Recorded information ::
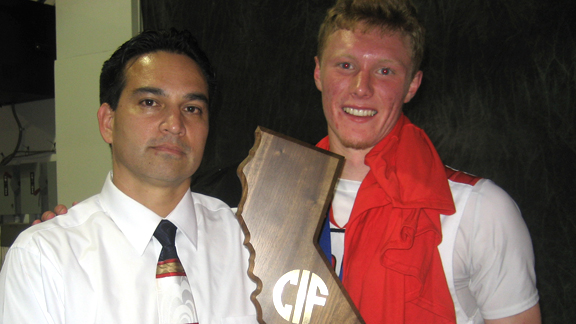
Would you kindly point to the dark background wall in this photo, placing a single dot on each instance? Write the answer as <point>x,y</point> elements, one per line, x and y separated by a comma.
<point>498,100</point>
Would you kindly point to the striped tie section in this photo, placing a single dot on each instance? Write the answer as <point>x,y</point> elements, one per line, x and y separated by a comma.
<point>175,301</point>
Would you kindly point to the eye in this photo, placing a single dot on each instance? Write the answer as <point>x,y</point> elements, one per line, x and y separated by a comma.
<point>345,65</point>
<point>148,102</point>
<point>384,71</point>
<point>193,109</point>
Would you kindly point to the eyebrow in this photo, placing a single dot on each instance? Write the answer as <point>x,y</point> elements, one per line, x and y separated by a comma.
<point>159,92</point>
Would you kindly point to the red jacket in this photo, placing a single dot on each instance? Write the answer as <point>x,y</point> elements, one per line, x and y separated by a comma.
<point>391,267</point>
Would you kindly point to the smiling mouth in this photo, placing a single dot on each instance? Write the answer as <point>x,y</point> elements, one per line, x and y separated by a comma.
<point>360,112</point>
<point>175,150</point>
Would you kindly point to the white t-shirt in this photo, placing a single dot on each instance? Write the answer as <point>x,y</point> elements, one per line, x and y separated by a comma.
<point>97,264</point>
<point>486,250</point>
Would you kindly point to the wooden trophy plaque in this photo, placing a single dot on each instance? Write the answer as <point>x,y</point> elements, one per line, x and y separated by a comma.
<point>287,188</point>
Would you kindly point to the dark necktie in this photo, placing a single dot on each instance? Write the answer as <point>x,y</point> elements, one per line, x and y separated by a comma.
<point>175,302</point>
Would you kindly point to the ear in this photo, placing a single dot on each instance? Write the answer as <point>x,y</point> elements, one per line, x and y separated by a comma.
<point>106,122</point>
<point>317,73</point>
<point>414,85</point>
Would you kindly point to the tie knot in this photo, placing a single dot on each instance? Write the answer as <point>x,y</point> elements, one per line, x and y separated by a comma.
<point>165,233</point>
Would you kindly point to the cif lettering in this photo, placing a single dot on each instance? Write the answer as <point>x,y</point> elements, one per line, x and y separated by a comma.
<point>308,287</point>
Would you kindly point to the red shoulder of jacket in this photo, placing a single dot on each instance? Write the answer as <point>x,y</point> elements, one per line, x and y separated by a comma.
<point>461,177</point>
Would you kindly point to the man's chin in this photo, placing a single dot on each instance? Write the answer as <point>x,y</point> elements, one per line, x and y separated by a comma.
<point>357,144</point>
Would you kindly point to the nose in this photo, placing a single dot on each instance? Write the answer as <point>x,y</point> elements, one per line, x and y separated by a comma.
<point>173,122</point>
<point>362,84</point>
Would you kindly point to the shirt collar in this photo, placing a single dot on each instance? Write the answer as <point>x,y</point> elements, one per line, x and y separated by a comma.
<point>138,223</point>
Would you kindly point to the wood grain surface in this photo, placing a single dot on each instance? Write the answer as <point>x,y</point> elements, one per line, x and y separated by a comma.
<point>287,188</point>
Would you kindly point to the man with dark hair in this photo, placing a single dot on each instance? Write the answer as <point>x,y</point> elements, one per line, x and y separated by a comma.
<point>389,211</point>
<point>146,249</point>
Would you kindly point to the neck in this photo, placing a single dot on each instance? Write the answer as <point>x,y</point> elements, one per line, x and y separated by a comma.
<point>354,167</point>
<point>160,199</point>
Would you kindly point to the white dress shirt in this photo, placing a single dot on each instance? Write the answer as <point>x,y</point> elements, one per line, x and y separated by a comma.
<point>97,263</point>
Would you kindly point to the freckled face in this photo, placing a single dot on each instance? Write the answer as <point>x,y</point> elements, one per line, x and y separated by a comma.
<point>160,126</point>
<point>365,78</point>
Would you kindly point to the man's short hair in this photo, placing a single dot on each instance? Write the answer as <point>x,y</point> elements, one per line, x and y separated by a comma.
<point>113,75</point>
<point>385,15</point>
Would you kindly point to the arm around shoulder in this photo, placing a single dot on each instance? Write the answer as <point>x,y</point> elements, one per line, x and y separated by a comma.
<point>529,316</point>
<point>29,290</point>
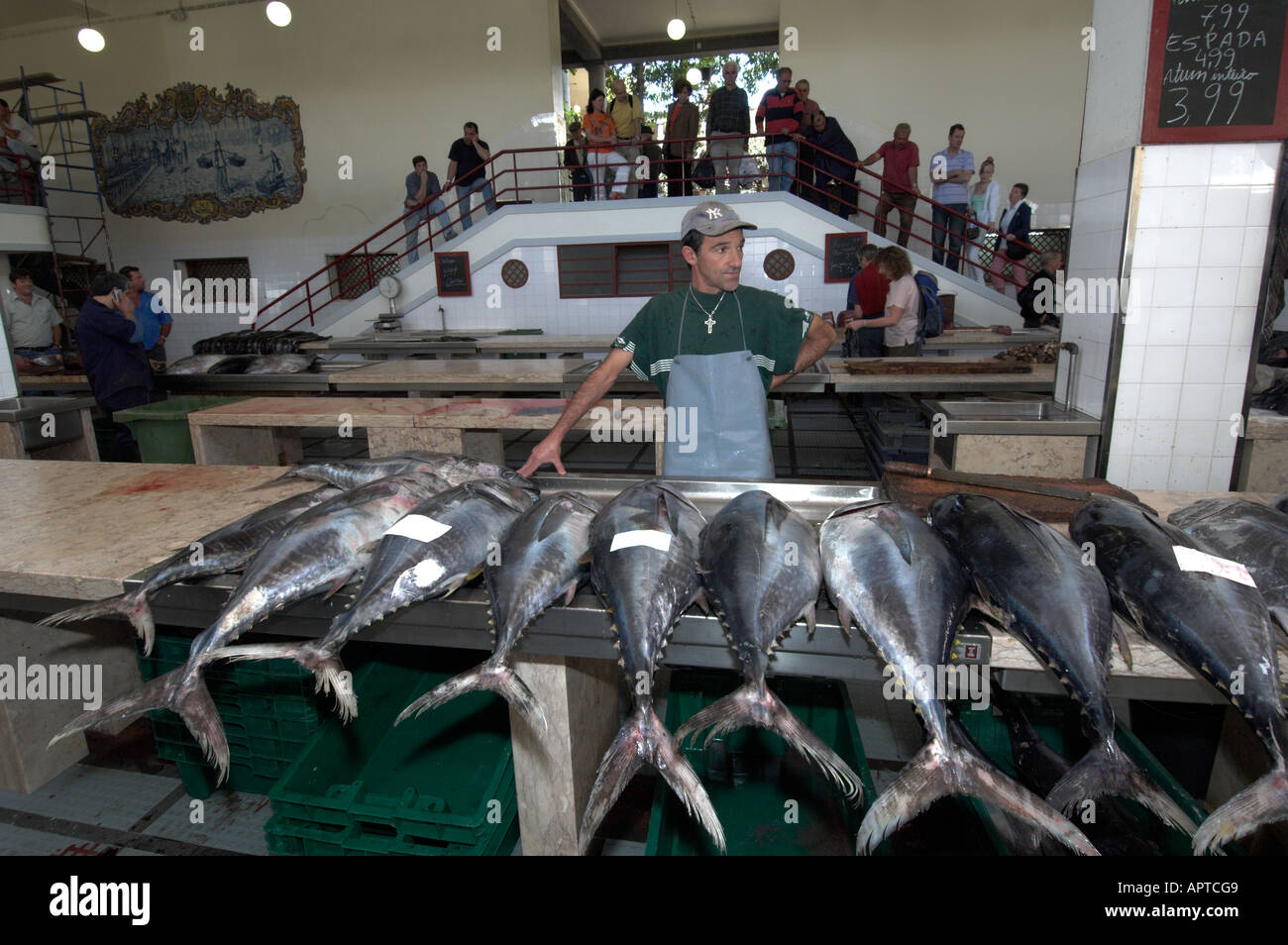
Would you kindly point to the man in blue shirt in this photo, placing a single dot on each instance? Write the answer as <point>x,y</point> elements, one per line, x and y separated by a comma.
<point>116,365</point>
<point>154,322</point>
<point>951,170</point>
<point>423,183</point>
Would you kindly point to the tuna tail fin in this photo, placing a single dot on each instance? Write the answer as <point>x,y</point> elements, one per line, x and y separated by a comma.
<point>755,704</point>
<point>179,690</point>
<point>1262,802</point>
<point>133,606</point>
<point>329,673</point>
<point>941,769</point>
<point>1106,770</point>
<point>645,739</point>
<point>492,677</point>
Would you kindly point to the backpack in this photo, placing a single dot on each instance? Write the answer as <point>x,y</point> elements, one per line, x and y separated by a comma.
<point>931,321</point>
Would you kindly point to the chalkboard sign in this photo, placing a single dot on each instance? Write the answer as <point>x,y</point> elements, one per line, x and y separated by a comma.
<point>1216,71</point>
<point>454,273</point>
<point>841,252</point>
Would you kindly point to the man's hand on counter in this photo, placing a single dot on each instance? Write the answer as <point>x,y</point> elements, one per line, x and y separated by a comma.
<point>546,451</point>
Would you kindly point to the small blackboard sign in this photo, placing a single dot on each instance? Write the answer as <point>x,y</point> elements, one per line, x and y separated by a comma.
<point>1216,71</point>
<point>454,273</point>
<point>841,255</point>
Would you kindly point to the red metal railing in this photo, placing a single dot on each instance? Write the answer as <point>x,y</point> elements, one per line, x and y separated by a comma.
<point>20,185</point>
<point>304,300</point>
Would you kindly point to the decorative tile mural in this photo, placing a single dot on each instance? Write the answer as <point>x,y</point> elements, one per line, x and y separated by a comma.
<point>196,156</point>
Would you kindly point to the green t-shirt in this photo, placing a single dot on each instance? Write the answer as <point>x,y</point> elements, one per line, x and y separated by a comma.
<point>774,331</point>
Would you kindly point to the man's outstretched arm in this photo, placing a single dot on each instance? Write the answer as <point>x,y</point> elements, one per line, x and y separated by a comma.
<point>590,393</point>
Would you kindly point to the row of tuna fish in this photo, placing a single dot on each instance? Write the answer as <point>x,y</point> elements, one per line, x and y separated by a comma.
<point>419,525</point>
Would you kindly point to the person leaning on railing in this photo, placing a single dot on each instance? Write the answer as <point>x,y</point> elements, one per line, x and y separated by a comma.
<point>777,117</point>
<point>903,305</point>
<point>835,161</point>
<point>729,124</point>
<point>1013,233</point>
<point>601,134</point>
<point>986,206</point>
<point>682,121</point>
<point>900,188</point>
<point>575,159</point>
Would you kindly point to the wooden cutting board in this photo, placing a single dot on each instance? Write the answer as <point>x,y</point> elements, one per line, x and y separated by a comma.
<point>918,493</point>
<point>928,366</point>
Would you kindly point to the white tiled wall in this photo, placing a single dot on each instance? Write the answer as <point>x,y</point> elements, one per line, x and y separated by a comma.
<point>1095,253</point>
<point>537,304</point>
<point>1197,264</point>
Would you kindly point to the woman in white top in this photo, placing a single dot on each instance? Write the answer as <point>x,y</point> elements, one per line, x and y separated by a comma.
<point>903,305</point>
<point>986,206</point>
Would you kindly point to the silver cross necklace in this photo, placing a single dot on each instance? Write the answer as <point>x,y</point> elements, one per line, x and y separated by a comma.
<point>711,314</point>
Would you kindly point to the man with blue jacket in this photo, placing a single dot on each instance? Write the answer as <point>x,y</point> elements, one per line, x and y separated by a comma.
<point>115,364</point>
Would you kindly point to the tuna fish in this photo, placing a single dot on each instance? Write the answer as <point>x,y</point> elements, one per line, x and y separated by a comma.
<point>1039,768</point>
<point>893,575</point>
<point>1252,535</point>
<point>1034,583</point>
<point>436,549</point>
<point>281,364</point>
<point>452,468</point>
<point>644,548</point>
<point>1198,610</point>
<point>194,365</point>
<point>318,551</point>
<point>761,571</point>
<point>223,551</point>
<point>544,557</point>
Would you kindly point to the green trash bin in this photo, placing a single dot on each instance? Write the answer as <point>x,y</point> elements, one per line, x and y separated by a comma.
<point>161,429</point>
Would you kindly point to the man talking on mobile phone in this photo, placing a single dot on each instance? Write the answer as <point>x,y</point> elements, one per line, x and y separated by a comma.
<point>111,348</point>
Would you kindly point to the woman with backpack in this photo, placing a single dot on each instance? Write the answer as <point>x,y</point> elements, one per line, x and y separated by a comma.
<point>903,305</point>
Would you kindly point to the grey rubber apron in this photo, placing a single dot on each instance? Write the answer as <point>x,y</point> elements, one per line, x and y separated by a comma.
<point>722,399</point>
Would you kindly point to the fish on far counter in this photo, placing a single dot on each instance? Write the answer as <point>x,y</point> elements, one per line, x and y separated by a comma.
<point>644,550</point>
<point>763,572</point>
<point>451,467</point>
<point>896,577</point>
<point>1206,613</point>
<point>281,365</point>
<point>1253,535</point>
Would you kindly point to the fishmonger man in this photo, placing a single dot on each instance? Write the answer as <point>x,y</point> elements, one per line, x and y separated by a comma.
<point>713,347</point>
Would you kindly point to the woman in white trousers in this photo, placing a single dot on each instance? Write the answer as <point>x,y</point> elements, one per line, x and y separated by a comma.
<point>986,206</point>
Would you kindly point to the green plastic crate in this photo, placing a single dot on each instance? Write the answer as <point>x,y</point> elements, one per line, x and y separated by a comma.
<point>161,429</point>
<point>439,785</point>
<point>751,776</point>
<point>268,709</point>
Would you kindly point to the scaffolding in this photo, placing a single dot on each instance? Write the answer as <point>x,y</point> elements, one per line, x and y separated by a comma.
<point>73,202</point>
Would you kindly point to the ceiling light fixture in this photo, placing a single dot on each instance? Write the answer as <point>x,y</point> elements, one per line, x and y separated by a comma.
<point>675,29</point>
<point>90,39</point>
<point>278,13</point>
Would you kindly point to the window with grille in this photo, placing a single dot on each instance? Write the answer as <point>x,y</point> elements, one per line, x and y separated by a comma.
<point>604,270</point>
<point>356,277</point>
<point>224,267</point>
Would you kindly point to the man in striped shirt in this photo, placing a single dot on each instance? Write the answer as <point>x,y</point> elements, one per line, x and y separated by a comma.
<point>778,117</point>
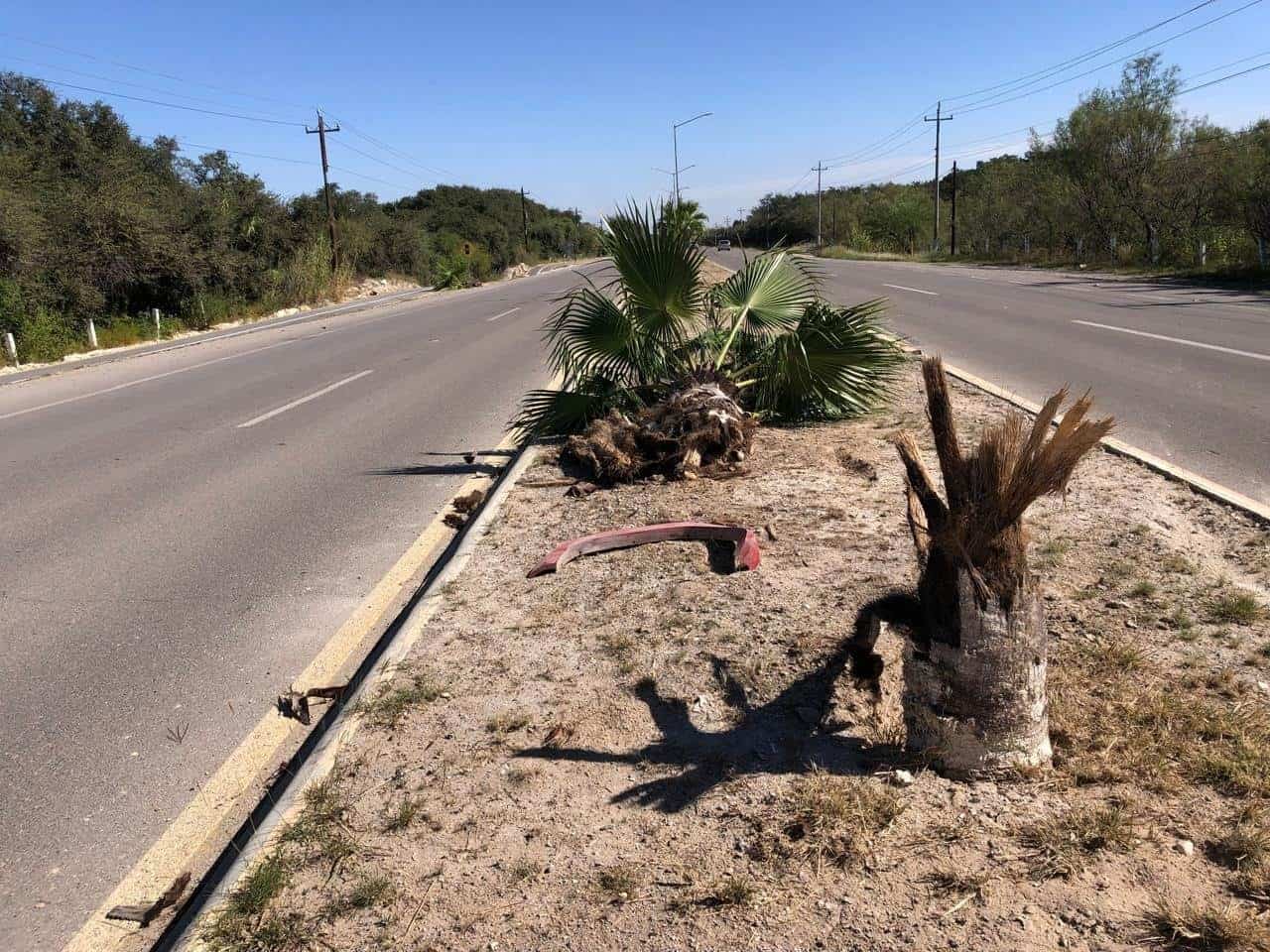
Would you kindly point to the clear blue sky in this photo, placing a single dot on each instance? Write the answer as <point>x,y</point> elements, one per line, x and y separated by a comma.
<point>574,100</point>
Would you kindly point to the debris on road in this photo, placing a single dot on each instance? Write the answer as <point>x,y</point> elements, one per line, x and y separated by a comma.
<point>295,705</point>
<point>145,914</point>
<point>744,543</point>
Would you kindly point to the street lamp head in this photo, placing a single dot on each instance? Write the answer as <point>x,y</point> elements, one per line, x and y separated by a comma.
<point>701,116</point>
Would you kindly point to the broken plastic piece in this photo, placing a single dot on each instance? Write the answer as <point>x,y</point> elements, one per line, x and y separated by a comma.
<point>744,543</point>
<point>146,914</point>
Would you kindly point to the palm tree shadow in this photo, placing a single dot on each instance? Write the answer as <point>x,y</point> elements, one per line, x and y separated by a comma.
<point>785,735</point>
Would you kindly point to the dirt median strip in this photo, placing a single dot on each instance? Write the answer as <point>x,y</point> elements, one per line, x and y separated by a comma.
<point>643,754</point>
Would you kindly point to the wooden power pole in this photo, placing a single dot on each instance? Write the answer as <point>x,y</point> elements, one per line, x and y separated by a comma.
<point>322,128</point>
<point>820,168</point>
<point>525,222</point>
<point>940,118</point>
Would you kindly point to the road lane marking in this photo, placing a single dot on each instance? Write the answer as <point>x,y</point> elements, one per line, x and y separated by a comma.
<point>136,382</point>
<point>1178,340</point>
<point>294,404</point>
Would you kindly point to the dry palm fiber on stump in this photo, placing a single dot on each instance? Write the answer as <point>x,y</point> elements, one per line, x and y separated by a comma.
<point>974,670</point>
<point>698,428</point>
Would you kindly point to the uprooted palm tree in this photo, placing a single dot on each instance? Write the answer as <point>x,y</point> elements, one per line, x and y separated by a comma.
<point>974,667</point>
<point>662,373</point>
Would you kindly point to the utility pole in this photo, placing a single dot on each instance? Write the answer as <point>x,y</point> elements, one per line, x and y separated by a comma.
<point>820,168</point>
<point>940,118</point>
<point>322,128</point>
<point>675,137</point>
<point>525,221</point>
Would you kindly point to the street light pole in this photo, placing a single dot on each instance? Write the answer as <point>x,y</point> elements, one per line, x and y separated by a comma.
<point>675,139</point>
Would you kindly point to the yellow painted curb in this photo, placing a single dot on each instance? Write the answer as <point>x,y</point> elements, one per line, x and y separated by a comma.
<point>195,838</point>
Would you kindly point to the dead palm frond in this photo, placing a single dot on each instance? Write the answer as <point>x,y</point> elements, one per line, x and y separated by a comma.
<point>979,529</point>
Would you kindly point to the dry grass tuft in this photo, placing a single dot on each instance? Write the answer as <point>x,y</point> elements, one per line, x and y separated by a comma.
<point>1234,607</point>
<point>1067,842</point>
<point>1245,847</point>
<point>834,819</point>
<point>320,829</point>
<point>367,892</point>
<point>961,884</point>
<point>617,884</point>
<point>245,923</point>
<point>1111,725</point>
<point>507,722</point>
<point>1192,927</point>
<point>398,697</point>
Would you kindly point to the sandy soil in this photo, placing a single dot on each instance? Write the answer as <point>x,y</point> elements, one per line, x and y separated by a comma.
<point>643,754</point>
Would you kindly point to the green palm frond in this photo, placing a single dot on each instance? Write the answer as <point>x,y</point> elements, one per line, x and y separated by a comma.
<point>590,335</point>
<point>767,296</point>
<point>835,363</point>
<point>557,413</point>
<point>658,271</point>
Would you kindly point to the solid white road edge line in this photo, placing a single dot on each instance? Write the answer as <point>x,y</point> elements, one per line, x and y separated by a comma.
<point>916,291</point>
<point>143,380</point>
<point>1176,340</point>
<point>294,404</point>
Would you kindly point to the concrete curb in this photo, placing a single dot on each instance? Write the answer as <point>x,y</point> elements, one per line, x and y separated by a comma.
<point>343,720</point>
<point>1201,484</point>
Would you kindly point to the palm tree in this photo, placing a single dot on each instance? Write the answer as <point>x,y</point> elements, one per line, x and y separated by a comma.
<point>685,216</point>
<point>975,664</point>
<point>671,375</point>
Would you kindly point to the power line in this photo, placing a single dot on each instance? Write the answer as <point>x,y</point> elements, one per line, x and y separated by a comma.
<point>398,153</point>
<point>149,71</point>
<point>118,81</point>
<point>996,100</point>
<point>1082,58</point>
<point>171,105</point>
<point>1223,79</point>
<point>376,159</point>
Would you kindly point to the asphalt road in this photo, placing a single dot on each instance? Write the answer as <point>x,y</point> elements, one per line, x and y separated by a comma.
<point>185,530</point>
<point>1185,370</point>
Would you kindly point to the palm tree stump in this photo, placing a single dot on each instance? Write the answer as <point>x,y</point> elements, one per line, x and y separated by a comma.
<point>979,705</point>
<point>974,669</point>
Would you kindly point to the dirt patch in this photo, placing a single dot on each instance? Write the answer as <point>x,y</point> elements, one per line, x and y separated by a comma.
<point>712,272</point>
<point>638,753</point>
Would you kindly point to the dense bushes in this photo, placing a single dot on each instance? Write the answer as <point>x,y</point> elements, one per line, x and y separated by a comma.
<point>1127,179</point>
<point>96,223</point>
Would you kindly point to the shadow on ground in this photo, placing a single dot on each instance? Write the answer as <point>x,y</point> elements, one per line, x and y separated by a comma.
<point>781,737</point>
<point>467,467</point>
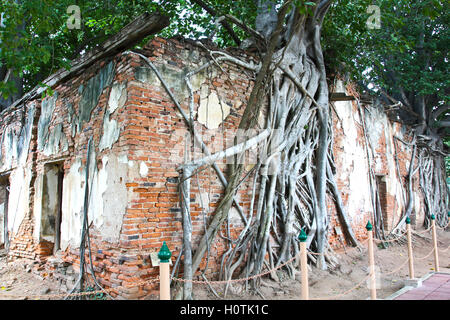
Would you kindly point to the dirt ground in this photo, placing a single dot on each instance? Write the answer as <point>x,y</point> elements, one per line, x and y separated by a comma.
<point>22,279</point>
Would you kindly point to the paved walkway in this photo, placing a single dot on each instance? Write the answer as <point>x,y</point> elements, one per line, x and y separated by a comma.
<point>435,287</point>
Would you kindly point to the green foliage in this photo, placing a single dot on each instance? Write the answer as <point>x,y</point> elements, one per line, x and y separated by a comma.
<point>410,50</point>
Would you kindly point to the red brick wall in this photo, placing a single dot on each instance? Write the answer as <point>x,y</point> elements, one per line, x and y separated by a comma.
<point>152,132</point>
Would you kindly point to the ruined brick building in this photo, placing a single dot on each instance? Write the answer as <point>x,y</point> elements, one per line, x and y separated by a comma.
<point>138,139</point>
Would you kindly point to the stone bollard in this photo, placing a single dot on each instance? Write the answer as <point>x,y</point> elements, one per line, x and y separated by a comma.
<point>436,257</point>
<point>304,265</point>
<point>373,281</point>
<point>164,255</point>
<point>410,255</point>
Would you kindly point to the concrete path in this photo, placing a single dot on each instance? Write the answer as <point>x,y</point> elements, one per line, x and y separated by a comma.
<point>434,287</point>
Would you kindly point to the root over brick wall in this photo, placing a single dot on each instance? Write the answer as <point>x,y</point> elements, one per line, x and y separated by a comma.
<point>138,140</point>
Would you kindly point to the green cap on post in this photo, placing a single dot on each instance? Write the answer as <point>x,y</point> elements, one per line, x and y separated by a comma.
<point>164,253</point>
<point>302,236</point>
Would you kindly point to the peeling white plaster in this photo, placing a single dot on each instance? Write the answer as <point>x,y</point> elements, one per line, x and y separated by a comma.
<point>107,200</point>
<point>111,130</point>
<point>212,111</point>
<point>18,197</point>
<point>117,97</point>
<point>143,169</point>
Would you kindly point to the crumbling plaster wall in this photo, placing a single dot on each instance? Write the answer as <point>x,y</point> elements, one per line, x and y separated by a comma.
<point>354,154</point>
<point>139,139</point>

The task ::
Rescale the stretch from the start of the material through the line containing "<point>498,100</point>": give those lines again with the request unchanged, but with every point coordinate in the answers multiplied by 1.5 and rounded to whole numbers, halves rounding up. Leave the pictures out.

Finished task ::
Would you kindly point to the dark background wall in this photo, placing a single dot on each instance? Write the answer as <point>x,y</point> elements, one per line, x and y separated by a comma.
<point>747,150</point>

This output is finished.